◆ ABOUT THIS EXERCISE:
Below this sentence is a listing; return exactly its lines from the one with "positive clicks: (111, 1496)" to the one with "positive clicks: (701, 1179)", both kept, and nothing more.

◆ RAW DATA:
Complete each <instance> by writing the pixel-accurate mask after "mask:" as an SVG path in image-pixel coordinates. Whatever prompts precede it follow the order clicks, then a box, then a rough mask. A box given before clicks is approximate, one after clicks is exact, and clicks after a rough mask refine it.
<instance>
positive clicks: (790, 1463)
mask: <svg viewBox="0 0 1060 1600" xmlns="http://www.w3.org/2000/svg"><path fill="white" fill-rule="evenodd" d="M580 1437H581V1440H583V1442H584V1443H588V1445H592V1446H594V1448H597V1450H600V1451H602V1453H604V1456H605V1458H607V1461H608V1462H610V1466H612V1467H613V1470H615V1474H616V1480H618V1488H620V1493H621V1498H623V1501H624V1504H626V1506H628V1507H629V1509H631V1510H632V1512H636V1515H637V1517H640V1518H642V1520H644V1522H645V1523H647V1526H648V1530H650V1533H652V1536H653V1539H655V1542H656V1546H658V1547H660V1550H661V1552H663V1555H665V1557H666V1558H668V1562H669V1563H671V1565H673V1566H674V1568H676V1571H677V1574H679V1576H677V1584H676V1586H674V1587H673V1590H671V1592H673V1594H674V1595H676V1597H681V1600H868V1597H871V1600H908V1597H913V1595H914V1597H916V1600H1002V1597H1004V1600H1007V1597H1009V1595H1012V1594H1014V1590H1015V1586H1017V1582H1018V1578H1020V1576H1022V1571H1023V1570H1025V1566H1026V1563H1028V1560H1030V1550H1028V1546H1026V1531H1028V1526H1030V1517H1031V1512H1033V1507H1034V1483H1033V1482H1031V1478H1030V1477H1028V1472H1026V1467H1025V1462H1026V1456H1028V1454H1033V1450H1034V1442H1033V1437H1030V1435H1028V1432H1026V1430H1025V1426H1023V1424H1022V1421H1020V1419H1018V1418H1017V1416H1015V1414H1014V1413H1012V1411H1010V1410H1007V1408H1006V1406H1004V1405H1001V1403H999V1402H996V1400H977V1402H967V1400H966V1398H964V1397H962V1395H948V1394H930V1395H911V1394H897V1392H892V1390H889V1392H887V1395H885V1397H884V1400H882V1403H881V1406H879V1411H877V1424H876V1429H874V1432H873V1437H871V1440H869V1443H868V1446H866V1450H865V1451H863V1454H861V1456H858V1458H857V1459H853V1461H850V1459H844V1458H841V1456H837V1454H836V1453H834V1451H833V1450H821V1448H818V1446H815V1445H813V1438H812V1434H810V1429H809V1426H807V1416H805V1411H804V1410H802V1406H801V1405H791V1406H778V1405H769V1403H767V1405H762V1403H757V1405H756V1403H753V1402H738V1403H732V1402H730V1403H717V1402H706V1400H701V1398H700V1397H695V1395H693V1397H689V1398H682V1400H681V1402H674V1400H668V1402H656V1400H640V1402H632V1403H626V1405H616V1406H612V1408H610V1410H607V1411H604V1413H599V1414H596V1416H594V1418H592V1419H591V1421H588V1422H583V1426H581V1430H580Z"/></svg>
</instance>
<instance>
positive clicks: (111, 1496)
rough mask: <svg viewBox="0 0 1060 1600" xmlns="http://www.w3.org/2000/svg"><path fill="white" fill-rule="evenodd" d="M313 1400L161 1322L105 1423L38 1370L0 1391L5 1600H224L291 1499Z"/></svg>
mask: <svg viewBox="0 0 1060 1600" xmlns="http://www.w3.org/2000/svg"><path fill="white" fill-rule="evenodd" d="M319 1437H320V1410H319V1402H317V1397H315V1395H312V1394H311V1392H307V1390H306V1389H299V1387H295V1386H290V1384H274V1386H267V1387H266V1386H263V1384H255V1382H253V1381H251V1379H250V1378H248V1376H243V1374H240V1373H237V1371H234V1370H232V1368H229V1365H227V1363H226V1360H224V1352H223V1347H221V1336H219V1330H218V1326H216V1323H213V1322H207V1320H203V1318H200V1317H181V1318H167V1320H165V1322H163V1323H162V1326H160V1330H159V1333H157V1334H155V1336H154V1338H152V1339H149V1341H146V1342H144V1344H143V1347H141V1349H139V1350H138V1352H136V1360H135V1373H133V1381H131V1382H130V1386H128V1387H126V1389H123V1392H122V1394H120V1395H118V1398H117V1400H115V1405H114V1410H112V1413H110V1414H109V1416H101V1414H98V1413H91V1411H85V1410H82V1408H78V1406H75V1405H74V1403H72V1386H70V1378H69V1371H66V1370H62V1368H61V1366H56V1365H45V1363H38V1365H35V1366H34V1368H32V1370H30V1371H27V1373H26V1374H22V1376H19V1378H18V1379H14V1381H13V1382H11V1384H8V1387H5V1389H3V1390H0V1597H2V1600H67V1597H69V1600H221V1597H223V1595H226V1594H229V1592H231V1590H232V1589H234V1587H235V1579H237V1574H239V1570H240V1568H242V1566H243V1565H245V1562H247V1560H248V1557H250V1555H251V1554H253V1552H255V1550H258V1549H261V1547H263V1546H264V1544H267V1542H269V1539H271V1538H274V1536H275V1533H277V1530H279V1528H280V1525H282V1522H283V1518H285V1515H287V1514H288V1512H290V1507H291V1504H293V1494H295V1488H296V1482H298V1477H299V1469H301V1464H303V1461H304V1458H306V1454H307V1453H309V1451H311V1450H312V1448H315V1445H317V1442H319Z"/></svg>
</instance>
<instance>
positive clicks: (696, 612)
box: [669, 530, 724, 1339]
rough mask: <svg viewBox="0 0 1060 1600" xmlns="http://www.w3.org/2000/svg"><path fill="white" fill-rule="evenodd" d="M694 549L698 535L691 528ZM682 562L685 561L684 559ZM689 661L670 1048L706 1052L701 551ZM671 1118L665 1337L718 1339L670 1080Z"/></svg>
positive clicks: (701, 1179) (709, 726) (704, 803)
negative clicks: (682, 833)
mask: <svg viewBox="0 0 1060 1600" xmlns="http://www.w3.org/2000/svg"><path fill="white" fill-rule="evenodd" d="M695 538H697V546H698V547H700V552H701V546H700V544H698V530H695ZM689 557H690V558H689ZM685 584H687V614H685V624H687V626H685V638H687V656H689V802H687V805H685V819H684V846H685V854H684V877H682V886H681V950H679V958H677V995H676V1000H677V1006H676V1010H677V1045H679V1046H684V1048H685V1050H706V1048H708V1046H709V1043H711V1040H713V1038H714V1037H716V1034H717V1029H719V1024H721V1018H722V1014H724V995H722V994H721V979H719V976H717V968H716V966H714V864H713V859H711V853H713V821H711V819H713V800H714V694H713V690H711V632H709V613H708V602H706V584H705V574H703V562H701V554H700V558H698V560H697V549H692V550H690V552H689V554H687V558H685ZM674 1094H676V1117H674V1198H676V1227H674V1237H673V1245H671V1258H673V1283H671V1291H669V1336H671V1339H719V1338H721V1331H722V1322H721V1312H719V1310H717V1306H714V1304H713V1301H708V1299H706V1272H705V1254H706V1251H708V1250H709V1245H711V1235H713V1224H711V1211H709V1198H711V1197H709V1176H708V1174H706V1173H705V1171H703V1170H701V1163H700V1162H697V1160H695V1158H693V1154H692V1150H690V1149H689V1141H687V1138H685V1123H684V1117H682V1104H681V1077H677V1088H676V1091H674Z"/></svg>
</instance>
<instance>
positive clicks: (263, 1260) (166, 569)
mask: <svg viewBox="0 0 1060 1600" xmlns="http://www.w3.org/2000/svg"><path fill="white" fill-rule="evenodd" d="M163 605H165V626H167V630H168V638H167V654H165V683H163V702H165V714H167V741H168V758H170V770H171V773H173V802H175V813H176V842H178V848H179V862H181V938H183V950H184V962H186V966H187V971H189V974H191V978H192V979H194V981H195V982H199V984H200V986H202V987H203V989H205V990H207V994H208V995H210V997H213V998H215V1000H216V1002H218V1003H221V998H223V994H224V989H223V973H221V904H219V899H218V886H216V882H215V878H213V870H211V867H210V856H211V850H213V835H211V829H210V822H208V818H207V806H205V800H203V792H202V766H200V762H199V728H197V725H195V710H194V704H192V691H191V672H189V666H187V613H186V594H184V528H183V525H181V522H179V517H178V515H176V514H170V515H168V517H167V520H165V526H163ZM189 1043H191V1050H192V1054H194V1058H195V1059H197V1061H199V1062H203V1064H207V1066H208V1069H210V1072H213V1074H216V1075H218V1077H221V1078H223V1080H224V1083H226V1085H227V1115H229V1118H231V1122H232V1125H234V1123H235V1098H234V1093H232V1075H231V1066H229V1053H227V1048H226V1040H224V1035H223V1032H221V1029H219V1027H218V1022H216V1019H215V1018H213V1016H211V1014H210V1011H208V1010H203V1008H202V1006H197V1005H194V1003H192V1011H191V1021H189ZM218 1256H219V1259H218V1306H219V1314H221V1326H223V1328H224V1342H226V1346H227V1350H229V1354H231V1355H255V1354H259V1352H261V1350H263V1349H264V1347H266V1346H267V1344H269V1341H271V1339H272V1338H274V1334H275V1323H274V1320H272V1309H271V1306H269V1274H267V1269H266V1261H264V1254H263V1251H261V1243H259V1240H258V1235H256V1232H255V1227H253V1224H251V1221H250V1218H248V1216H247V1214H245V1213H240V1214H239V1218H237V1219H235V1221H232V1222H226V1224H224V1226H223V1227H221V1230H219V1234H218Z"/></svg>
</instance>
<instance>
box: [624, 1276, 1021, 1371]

◆ EXERCISE RESULT:
positive clicks: (111, 1496)
rough mask: <svg viewBox="0 0 1060 1600" xmlns="http://www.w3.org/2000/svg"><path fill="white" fill-rule="evenodd" d="M313 1400L161 1322L105 1423L38 1370L0 1391L5 1600H224L291 1499Z"/></svg>
mask: <svg viewBox="0 0 1060 1600" xmlns="http://www.w3.org/2000/svg"><path fill="white" fill-rule="evenodd" d="M319 1437H320V1410H319V1402H317V1397H315V1395H312V1394H311V1392H307V1390H306V1389H299V1387H295V1386H290V1384H274V1386H267V1387H266V1386H263V1384H255V1382H253V1381H251V1379H250V1378H248V1376H243V1374H240V1373H237V1371H234V1370H232V1368H229V1365H227V1363H226V1360H224V1352H223V1347H221V1336H219V1330H218V1326H216V1323H213V1322H207V1320H203V1318H200V1317H181V1318H167V1320H165V1322H163V1323H162V1326H160V1330H159V1333H157V1334H155V1336H154V1338H152V1339H149V1341H146V1342H144V1344H143V1347H141V1349H139V1350H138V1352H136V1360H135V1373H133V1381H131V1382H130V1386H128V1387H126V1389H123V1392H122V1394H120V1395H118V1398H117V1400H115V1405H114V1410H112V1413H110V1414H109V1416H101V1414H98V1413H91V1411H85V1410H82V1408H78V1406H75V1405H74V1403H72V1386H70V1378H69V1371H66V1370H62V1368H61V1366H56V1365H45V1363H38V1365H35V1366H34V1368H32V1370H30V1371H27V1373H26V1374H22V1376H19V1378H18V1379H14V1381H13V1382H11V1384H8V1387H5V1389H3V1390H0V1597H2V1600H67V1597H69V1600H221V1597H223V1595H226V1594H229V1592H231V1590H232V1589H234V1587H235V1579H237V1574H239V1570H240V1568H242V1566H243V1565H245V1562H247V1560H248V1557H250V1555H251V1554H253V1552H255V1550H258V1549H261V1547H263V1546H264V1544H267V1542H269V1539H271V1538H274V1536H275V1533H277V1530H279V1528H280V1525H282V1522H283V1518H285V1515H287V1514H288V1512H290V1507H291V1504H293V1494H295V1488H296V1482H298V1477H299V1469H301V1464H303V1461H304V1458H306V1454H307V1453H309V1451H311V1450H312V1448H315V1445H317V1442H319Z"/></svg>
</instance>
<instance>
positive clicks: (696, 612)
box: [669, 530, 724, 1339]
rough mask: <svg viewBox="0 0 1060 1600" xmlns="http://www.w3.org/2000/svg"><path fill="white" fill-rule="evenodd" d="M694 549L698 535L691 528ZM682 562L685 561L684 559ZM689 661L670 1048L706 1052L701 551ZM671 1118L665 1337L718 1339L670 1080Z"/></svg>
positive clicks: (701, 1179) (709, 726) (704, 803)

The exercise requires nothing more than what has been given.